━━━ Document excerpt ━━━

The achievement is a monumental step forward in fusion energy research, which for decades has been chasing the dream of harnessing the same phenomenon that powers the stars to provide humans with abundant, clean, carbon-free energy.
Fusion is, in essence, the opposite of the fission that powers today’s nuclear power plants. Instead of splitting heavy atoms, it fuses two light atoms into a single atom that’s lighter than the sum of its predecessors—turning the extra mass into huge amounts of energy. There’s no long-lived radioactive waste, and unlike fission, there’s no risk of a meltdown.
The field has seen a flurry of activity in the past several years, driven by the urgency of addressing climate change and by the potential investor payoff of a lucrative new energy source. Advances are coming both at government facilities like NIF and at dozens of private startups.

━━━ Entries shown ━━━

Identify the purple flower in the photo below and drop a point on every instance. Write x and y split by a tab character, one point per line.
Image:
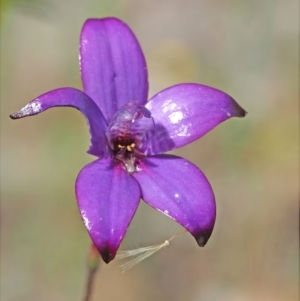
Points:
129	135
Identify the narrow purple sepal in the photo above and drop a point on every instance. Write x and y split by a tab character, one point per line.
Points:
113	67
70	97
185	112
177	188
107	198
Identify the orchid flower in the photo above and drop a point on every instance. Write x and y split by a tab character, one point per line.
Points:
130	134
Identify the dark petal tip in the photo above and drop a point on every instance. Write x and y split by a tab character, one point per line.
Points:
107	255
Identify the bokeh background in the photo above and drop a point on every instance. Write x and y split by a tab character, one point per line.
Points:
249	49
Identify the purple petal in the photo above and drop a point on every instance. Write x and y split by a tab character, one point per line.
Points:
107	198
113	67
177	188
185	112
70	97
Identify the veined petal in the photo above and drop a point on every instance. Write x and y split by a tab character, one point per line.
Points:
107	198
185	112
113	67
70	97
177	188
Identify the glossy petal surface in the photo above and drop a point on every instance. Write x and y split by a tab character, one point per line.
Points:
185	112
180	190
107	198
70	97
113	67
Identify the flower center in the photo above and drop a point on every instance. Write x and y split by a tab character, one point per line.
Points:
126	134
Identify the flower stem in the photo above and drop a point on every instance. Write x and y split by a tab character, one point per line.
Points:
93	260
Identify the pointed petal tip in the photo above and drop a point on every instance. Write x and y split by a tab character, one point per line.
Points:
15	116
202	238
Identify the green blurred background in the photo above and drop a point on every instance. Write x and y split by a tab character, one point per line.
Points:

━━━

* Written tasks *
A. In the fusion passage, what does fusion turn the extra mass into?
B. Rename "stars" to "sun" in the fusion passage, and give the text again starting with "The achievement is" and going on through "clean, carbon-free energy.".
The rows are separate material, apart from the fusion passage.

* Task-by-task results *
A. Huge amounts of energy.

B.
The achievement is a monumental step forward in fusion energy research, which for decades has been chasing the dream of harnessing the same phenomenon that powers the sun to provide humans with abundant, clean, carbon-free energy.